- _What to produce_
Extract every line below that contains the word "hillside" and copy each one in full. Case counts, so match the capitalization.

- _Information supplied_
** START **
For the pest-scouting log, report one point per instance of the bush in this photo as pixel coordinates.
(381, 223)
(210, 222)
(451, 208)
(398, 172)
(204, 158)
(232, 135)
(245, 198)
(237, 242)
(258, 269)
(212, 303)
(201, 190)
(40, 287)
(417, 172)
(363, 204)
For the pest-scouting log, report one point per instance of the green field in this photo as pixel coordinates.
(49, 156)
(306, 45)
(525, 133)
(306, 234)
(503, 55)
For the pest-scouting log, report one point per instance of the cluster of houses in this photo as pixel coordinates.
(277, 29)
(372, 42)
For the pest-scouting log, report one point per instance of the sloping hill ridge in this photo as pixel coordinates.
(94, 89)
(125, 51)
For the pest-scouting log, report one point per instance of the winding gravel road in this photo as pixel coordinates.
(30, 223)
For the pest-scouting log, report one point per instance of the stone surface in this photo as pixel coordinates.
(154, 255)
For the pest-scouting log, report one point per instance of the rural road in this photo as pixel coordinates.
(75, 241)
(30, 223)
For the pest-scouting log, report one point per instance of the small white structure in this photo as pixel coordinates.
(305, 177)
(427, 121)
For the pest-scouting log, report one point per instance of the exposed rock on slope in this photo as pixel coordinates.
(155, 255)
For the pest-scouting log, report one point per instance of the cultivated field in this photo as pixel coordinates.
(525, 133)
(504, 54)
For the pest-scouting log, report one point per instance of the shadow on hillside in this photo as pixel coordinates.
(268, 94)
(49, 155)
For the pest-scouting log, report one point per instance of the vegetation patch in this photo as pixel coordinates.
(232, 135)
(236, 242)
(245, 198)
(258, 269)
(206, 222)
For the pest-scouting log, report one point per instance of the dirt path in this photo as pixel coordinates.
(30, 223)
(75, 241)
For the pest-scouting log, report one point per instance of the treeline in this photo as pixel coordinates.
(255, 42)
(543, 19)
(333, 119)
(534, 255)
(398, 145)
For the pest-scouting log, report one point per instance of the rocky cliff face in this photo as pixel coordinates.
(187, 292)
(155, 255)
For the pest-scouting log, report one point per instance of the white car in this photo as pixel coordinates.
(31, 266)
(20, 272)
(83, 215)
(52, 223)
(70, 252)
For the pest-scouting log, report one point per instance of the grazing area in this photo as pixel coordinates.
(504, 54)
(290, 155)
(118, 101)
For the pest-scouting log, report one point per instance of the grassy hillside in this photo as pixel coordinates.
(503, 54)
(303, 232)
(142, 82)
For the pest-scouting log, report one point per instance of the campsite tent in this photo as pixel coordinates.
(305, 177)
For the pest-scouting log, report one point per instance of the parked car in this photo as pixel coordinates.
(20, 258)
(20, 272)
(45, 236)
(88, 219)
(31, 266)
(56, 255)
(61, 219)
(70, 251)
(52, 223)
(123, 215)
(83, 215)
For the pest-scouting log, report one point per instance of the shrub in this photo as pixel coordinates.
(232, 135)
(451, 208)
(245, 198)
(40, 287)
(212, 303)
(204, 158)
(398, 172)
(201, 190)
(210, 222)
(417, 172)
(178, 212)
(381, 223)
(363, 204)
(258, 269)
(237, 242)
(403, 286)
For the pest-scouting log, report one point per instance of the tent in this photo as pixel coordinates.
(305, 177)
** END **
** START **
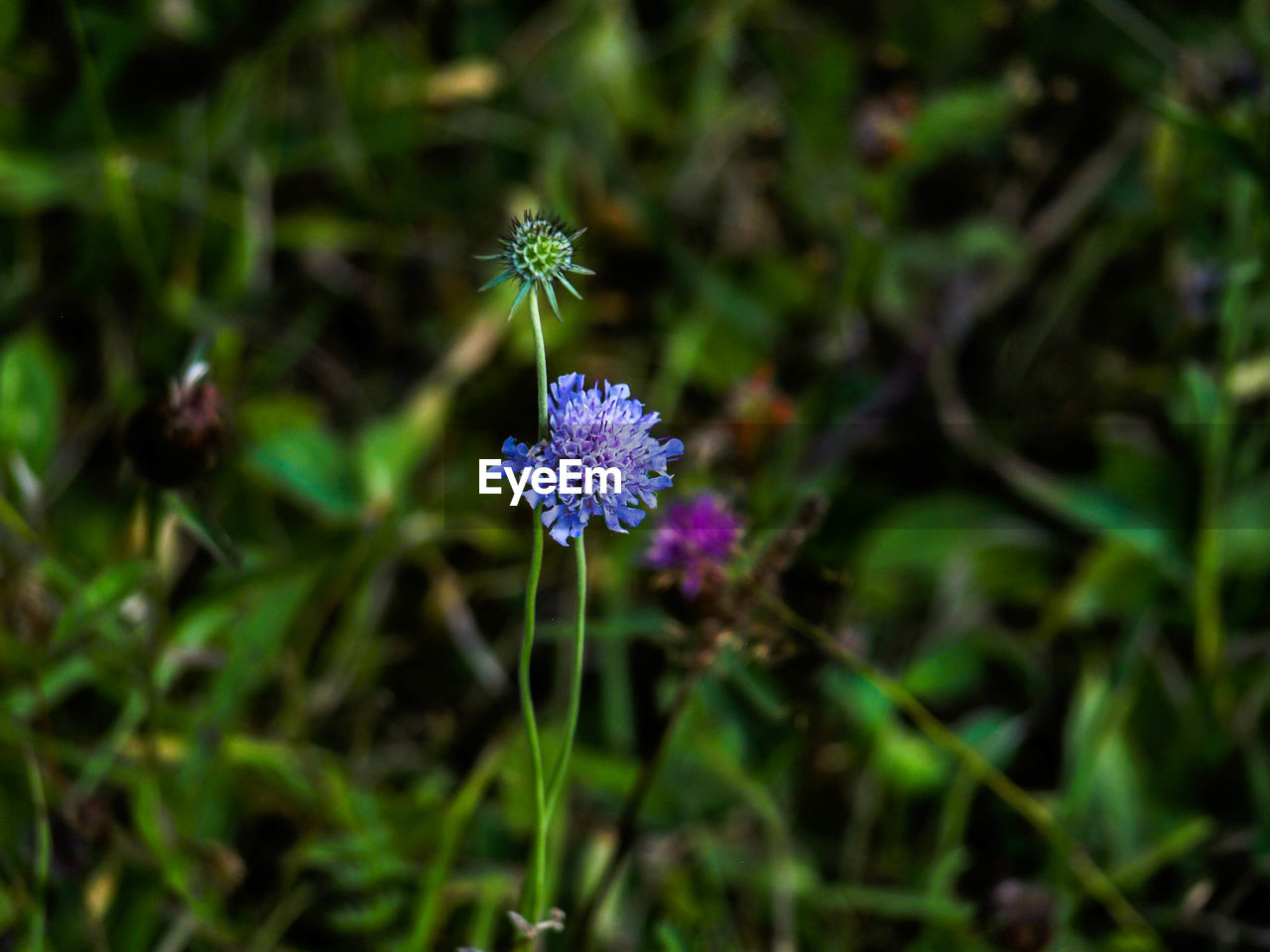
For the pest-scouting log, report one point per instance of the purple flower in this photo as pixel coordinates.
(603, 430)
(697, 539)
** END **
- _Response to this task_
For the pest-scouting log, report one point per instance of the shadow on hillside in this photo as pixel coordinates.
For the pest-scouting log, report one point per instance of the grassy hillside in this photo as pixel coordinates.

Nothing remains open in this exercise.